**Page**
• • • • • • •

# Hey Plowmeister, which front axle?



## JeepTJ (Nov 4, 2006)

To Plowmeister,

Which front axle are you running in your TJ? I just blew out the U-Joint knuckle on the DS front axle of my Dana 30 in the Cherokee The newly installed (November) U-joint is toast. Shrapnel everywhere:realmad: I need to replace the stub axle and long axle, so I'm thinking of doing both sides with Alloy USA replacements for added strength. What do you think?

Right now, I'm running 2WD. I removed both long axles & U-joints from the front and plugged the axle tubes to keep crud out. Seems to work OK. I don't want to "upgrade" the axle to a D44 or other, because it would be too much down time/fabrication time. Pluss, I just installed the Aussie Locker and want to keep it.

Fran


----------



## theplowmeister (Nov 14, 2006)

What are you doing to it I have the same F U-joints and so does a 1976 F150! 
ether you dont regular check your F end so you didn't see they where going bad, your an animal that likes the skinny peddle, or you got cheep U-joints. Go to http://www.elias4wdcenter.com/ Lou is a good honest person to deal with. Order the chrome molly axles. After 20 years with stock F axles I went with them. Spend the money for the US made ones. I got the imported ones and had to grind off the excess metal on the ears. That will move the weakest link to the spider gears inside the dif. wait till you see how expensive they are to replace (when the spider gears go you can plan on getting EVERYTHING replace, new spider gears, new ring gear, new locker.
I got a wheel bearing from AutoZone that lasted 31 days.

How did you plug the tube? And I hope you have the stub axles in to hold the wheel bearing together.


----------

• • • • • • •

**Information provided**
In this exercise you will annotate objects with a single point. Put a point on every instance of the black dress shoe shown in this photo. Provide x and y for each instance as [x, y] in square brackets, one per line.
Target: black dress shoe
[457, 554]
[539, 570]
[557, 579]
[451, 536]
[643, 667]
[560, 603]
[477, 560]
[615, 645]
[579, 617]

• • • • • • •

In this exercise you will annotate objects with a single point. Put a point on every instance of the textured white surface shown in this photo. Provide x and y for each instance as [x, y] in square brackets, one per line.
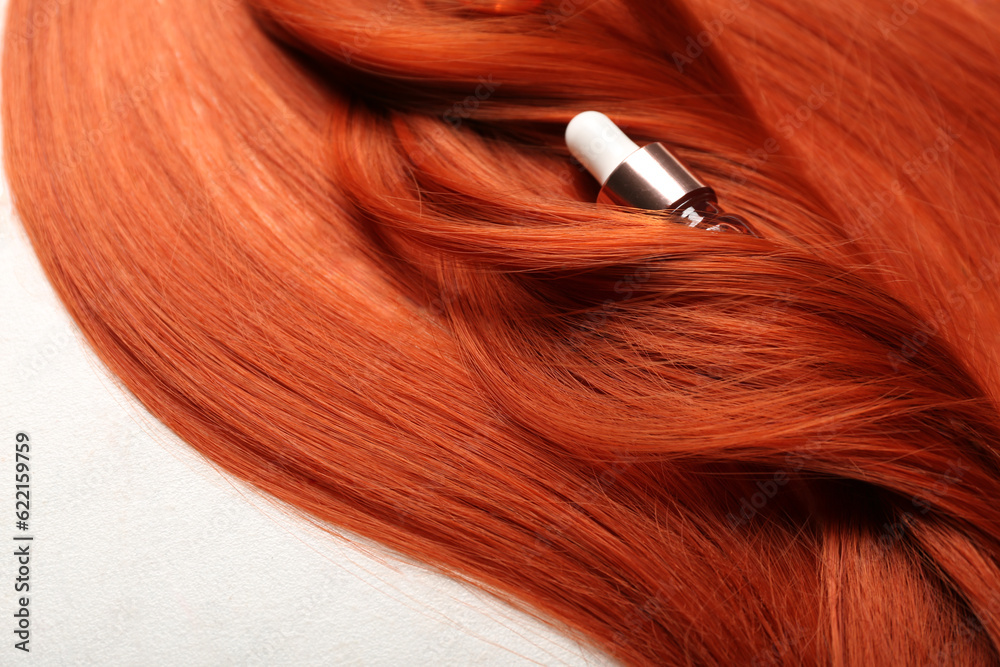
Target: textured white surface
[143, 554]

• • • • • • •

**Complete the following**
A) According to the axle thread, how long did the wheel bearing from AutoZone last?
B) Please repeat word for word the part of the axle thread that opens with the words containing "I got a wheel" and closes with "wheel bearing together.".
The records have no connection to the axle thread.

**Exercise responses**
A) It lasted 31 days.

B)
I got a wheel bearing from AutoZone that lasted 31 days.

How did you plug the tube? And I hope you have the stub axles in to hold the wheel bearing together.